#### Direction:
Rewrite all of the items below as a numbered list, and leave out any blank lines.

Stored data
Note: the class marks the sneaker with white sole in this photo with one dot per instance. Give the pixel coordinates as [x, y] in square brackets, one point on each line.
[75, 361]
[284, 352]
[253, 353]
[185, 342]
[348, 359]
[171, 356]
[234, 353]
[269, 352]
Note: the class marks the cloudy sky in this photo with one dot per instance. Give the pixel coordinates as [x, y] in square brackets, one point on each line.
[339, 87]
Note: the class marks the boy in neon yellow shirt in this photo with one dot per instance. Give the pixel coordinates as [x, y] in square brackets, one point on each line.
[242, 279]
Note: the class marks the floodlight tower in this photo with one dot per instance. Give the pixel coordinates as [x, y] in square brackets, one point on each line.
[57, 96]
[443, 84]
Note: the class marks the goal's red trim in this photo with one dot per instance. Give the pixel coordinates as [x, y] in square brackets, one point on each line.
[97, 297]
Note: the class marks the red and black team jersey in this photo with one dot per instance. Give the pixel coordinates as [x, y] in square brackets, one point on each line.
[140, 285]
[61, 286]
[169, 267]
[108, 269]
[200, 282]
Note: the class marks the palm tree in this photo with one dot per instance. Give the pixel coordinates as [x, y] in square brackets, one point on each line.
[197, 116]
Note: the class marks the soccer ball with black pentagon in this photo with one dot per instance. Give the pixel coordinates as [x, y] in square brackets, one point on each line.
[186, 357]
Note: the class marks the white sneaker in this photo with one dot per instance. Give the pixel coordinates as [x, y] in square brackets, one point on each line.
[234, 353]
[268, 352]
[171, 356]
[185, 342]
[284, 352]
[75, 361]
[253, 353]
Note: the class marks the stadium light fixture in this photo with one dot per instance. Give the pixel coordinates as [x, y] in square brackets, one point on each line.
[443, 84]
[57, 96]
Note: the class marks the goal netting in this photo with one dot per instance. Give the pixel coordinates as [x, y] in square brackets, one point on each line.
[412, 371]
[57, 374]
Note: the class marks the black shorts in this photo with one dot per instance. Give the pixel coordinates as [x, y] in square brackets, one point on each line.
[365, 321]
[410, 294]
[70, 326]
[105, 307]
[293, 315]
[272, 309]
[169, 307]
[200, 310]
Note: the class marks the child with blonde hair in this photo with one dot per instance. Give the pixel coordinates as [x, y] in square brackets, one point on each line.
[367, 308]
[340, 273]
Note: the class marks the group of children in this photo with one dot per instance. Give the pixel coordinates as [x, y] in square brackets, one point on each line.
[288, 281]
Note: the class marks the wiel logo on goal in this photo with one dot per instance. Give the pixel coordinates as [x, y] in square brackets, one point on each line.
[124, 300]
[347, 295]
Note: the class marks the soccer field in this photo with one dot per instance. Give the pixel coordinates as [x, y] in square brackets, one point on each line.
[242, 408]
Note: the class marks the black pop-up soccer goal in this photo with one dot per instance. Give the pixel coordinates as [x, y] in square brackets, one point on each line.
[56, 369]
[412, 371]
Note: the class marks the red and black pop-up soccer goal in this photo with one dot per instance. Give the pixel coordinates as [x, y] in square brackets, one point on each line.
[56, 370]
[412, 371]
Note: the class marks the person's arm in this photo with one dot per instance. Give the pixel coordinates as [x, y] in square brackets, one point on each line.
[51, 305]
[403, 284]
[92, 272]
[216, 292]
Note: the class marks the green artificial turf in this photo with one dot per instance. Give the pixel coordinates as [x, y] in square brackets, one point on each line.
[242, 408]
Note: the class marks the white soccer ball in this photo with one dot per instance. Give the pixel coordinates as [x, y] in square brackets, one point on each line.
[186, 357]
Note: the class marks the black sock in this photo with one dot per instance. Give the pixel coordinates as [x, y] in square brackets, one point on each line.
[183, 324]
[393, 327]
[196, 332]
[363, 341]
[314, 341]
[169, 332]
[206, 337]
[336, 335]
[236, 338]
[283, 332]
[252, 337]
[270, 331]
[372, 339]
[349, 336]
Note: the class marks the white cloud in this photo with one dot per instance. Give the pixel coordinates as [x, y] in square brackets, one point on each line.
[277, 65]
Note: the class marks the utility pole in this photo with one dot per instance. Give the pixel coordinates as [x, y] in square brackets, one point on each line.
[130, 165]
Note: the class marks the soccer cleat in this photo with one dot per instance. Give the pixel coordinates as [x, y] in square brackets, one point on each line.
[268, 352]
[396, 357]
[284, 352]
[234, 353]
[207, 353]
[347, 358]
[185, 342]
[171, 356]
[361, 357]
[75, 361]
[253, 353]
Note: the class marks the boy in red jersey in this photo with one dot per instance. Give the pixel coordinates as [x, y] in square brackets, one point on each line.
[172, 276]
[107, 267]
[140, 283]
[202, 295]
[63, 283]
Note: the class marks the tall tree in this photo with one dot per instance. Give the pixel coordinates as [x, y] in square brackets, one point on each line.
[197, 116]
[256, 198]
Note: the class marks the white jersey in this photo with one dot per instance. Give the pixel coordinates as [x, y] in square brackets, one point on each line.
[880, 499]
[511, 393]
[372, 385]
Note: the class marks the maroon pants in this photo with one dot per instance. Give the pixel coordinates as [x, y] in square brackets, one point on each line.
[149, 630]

#### Correct result:
1. Note: the class marks the sneaker with white sole in this photo with one dot per instance. Give the pixel coordinates as [x, y] in square brackets, one point on each line.
2. [75, 361]
3. [284, 352]
4. [253, 353]
5. [185, 342]
6. [348, 359]
7. [171, 356]
8. [234, 353]
9. [269, 352]
10. Note: the class marks the cloudy sky in this photo with one dot per instance. Give the pixel coordinates as [x, y] in square brackets, one point on each line.
11. [339, 87]
12. Note: the class marks the boy in neon yellow shirt in this photo with one dot per instance. Give the pixel coordinates as [x, y] in square brackets, one point on each line.
13. [242, 279]
14. Note: the class marks the floodlight tower in this photo with one dot per instance. Give the pixel coordinates as [x, y] in square brackets, one point on each line.
15. [57, 96]
16. [443, 84]
17. Note: the class marks the goal's red trim in this photo with one dot per instance. Give the pixel coordinates as [x, y] in square brackets, one point on each line.
18. [97, 297]
19. Note: the class marks the red and black team jersey in this photo with one dot per instance. Give the pixel coordinates as [x, y] in square brackets, one point on each line.
20. [140, 285]
21. [61, 286]
22. [169, 267]
23. [108, 269]
24. [200, 282]
25. Note: the class marks the palm tree in this photo with one dot per instance. Give the pixel coordinates as [x, y] in square brackets, one point on each line.
26. [197, 116]
27. Note: the class marks the soccer ball with black pentagon in this photo with one dot per instance. Give the pixel coordinates as [x, y] in square brackets, one point on each line.
28. [186, 357]
29. Note: the class marks the white sneaker in this photo with one dot per instance. Give the pixel coordinates as [x, y] in square brackets, one point on each line.
30. [234, 353]
31. [268, 352]
32. [171, 356]
33. [185, 342]
34. [284, 352]
35. [75, 361]
36. [253, 353]
37. Note: the class marks the stadium light fixture in this photo with one dot per instance. Give the pixel coordinates as [x, y] in square brackets, one point on each line.
38. [443, 84]
39. [57, 96]
40. Note: the class marks the goal netting in this photo with one dot per instance. Give the pixel coordinates as [x, y] in square brackets, one point on each line.
41. [412, 371]
42. [57, 374]
43. Note: the class marks the black shorts in this photo with one dot per instance. Give the pixel coordinates as [x, y] in square brackets, one point on each line.
44. [365, 321]
45. [410, 294]
46. [70, 326]
47. [105, 307]
48. [293, 315]
49. [272, 309]
50. [169, 307]
51. [200, 310]
52. Note: the class marks the child with blonde hair in this photo with one dot per instance. Give the pixel coordinates as [x, y] in square brackets, one point on each line.
53. [367, 308]
54. [340, 273]
55. Note: the class marks the group of children in this photo with one dot per instance. Give the pixel coordinates as [x, y] in square brackets, one point on each line.
56. [288, 281]
57. Note: the class marks the wiel logo on goal in this photo with one dot per instance. Give the pixel coordinates as [x, y] in square brackets, one point on each line.
58. [124, 300]
59. [347, 295]
60. Note: the class marks the soccer field in this photo with one dot per instance. Give the pixel coordinates as [x, y] in square brackets, one point on each line.
61. [242, 408]
62. Note: the class marks the black pop-up soccer goal in this photo with one dot per instance. Give the pixel coordinates as [x, y] in square brackets, one point on each line.
63. [56, 369]
64. [412, 371]
65. Note: the class marks the red and black pop-up soccer goal in this photo with one dot per instance. Give the pixel coordinates as [x, y] in square brackets, one point on each line.
66. [56, 370]
67. [412, 371]
68. Note: the class marks the person's arm in this photo with one dot per instance. Give the pixel coordinates as [x, y] in square brackets, one point on each line.
69. [51, 305]
70. [403, 284]
71. [92, 272]
72. [216, 292]
73. Note: the class marks the green artificial turf in this photo with one dot per instance. Give the pixel coordinates as [x, y] in square brackets, one point on each line.
74. [242, 408]
75. Note: the class marks the white soccer ball in this photo with one dot per instance. Give the pixel coordinates as [x, y] in square brackets, one point on each line.
76. [186, 357]
77. Note: the class marks the black sock in this photo with one dot per instance. Give the pixel coordinates as [x, y] in square brackets, one point on each line.
78. [183, 324]
79. [393, 327]
80. [196, 332]
81. [363, 341]
82. [314, 341]
83. [169, 332]
84. [206, 337]
85. [336, 335]
86. [236, 338]
87. [283, 332]
88. [252, 337]
89. [270, 331]
90. [372, 339]
91. [349, 336]
92. Note: the class marks the white cloud in this photo with one dot per instance. Give the pixel coordinates as [x, y] in square brackets, one point on each line.
93. [277, 65]
94. Note: the class marks the utility pole in this photo with one dot per instance. Give the pixel coordinates as [x, y] in square brackets, one point on each line.
95. [130, 165]
96. Note: the class marks the soccer cleat in this photo with one dot per instance. Give the pixel coordinates as [x, y] in square brackets, one point on each line.
97. [268, 352]
98. [396, 357]
99. [284, 352]
100. [234, 353]
101. [207, 353]
102. [347, 358]
103. [185, 342]
104. [171, 356]
105. [361, 357]
106. [75, 361]
107. [253, 353]
108. Note: the class marks the boy in red jersey in this photo with one dot per instance. Give the pixel coordinates as [x, y] in square brackets, one point on each line.
109. [172, 276]
110. [107, 267]
111. [140, 283]
112. [202, 295]
113. [63, 283]
114. Note: the class marks the tall tree in this photo with one dot per instance. Give the pixel coordinates as [x, y] in square brackets, one point on each line.
115. [197, 116]
116. [256, 198]
117. Note: the class marks the white jersey in this photo with one dot per instance. Give the pixel coordinates as [x, y] in square brackets, one point on each line.
118. [880, 499]
119. [511, 393]
120. [372, 385]
121. Note: the class marks the maroon pants in this photo with one dot per instance. Give the pixel coordinates as [x, y] in square brackets, one point on each line.
122. [149, 630]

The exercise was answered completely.